#### What the task requires
Nothing in the records may be changed; reproduce all of them.
[Start of Attachment]
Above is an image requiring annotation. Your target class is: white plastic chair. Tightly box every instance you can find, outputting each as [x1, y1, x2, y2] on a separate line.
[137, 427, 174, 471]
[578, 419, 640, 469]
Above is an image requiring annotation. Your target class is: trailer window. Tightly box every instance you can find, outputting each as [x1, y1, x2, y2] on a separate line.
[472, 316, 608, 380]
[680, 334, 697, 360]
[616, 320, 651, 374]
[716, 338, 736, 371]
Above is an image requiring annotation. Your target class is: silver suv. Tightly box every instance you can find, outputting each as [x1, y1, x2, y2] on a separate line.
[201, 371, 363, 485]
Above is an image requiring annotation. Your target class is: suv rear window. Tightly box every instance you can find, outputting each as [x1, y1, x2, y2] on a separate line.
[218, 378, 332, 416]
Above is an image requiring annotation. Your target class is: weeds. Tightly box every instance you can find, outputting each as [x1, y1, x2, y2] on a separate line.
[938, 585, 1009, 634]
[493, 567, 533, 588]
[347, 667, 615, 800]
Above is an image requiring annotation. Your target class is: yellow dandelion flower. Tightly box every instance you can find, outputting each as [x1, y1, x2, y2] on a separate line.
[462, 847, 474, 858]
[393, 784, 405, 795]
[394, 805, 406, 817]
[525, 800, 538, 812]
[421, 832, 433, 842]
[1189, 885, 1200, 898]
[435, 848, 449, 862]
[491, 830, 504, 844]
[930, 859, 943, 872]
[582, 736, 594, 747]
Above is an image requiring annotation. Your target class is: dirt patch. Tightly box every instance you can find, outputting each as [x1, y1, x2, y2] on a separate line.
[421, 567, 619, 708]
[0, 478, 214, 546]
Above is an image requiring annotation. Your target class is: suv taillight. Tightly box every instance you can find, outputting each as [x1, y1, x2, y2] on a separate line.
[End of Attachment]
#### Solution to this problem
Above is an image requiring annotation. Your target class is: white plastic chair. Tightly box every instance you can find, outputting each as [x1, y1, x2, y2] on a separate line.
[137, 427, 174, 471]
[578, 419, 640, 469]
Above is an image requiring annotation. Your target class is: trailer window. Tightly box every instance you can find, outputting each as [x1, y1, x2, y2] on a separate line.
[472, 316, 608, 380]
[680, 334, 697, 360]
[616, 320, 651, 374]
[716, 338, 736, 371]
Above is an image requiring annotation. Your target class is: silver suv. Tightly box every instance you can find, outputting each as [x1, y1, x2, y2] on a separate line.
[201, 371, 363, 485]
Above is an image requiring annotation. Your target class is: suv rear window. Tightly box every instance you can find, outputting each as [x1, y1, x2, y2] on a separate line.
[218, 378, 332, 416]
Above is an image requiring annotation. Your target class is: weeds. Tightly box every instance you can find, outputting each as [x1, y1, x2, y2] on a separate line.
[938, 585, 1009, 634]
[493, 567, 533, 588]
[347, 667, 615, 800]
Above is an image requiring annotation. Your target class is: yellow dandelion flower. Tightly box every instance you can find, outputting each as [x1, y1, x2, y2] on a separate line.
[462, 847, 474, 858]
[393, 784, 405, 795]
[394, 805, 406, 817]
[525, 800, 538, 812]
[421, 832, 433, 842]
[1189, 885, 1200, 898]
[435, 848, 449, 862]
[491, 830, 504, 844]
[930, 859, 943, 872]
[582, 736, 594, 747]
Above is an image requiring annotation. Your target class is: dirt patch. Tightly box every instance you can find, outputting each as [x1, y1, x2, y2] on a separate line.
[421, 567, 619, 708]
[0, 478, 214, 546]
Above is an image requiring annotation. Your target class is: suv taillight. Tightly box every instance you can find, outputting each as [x1, y1, x2, y2] on a separate line.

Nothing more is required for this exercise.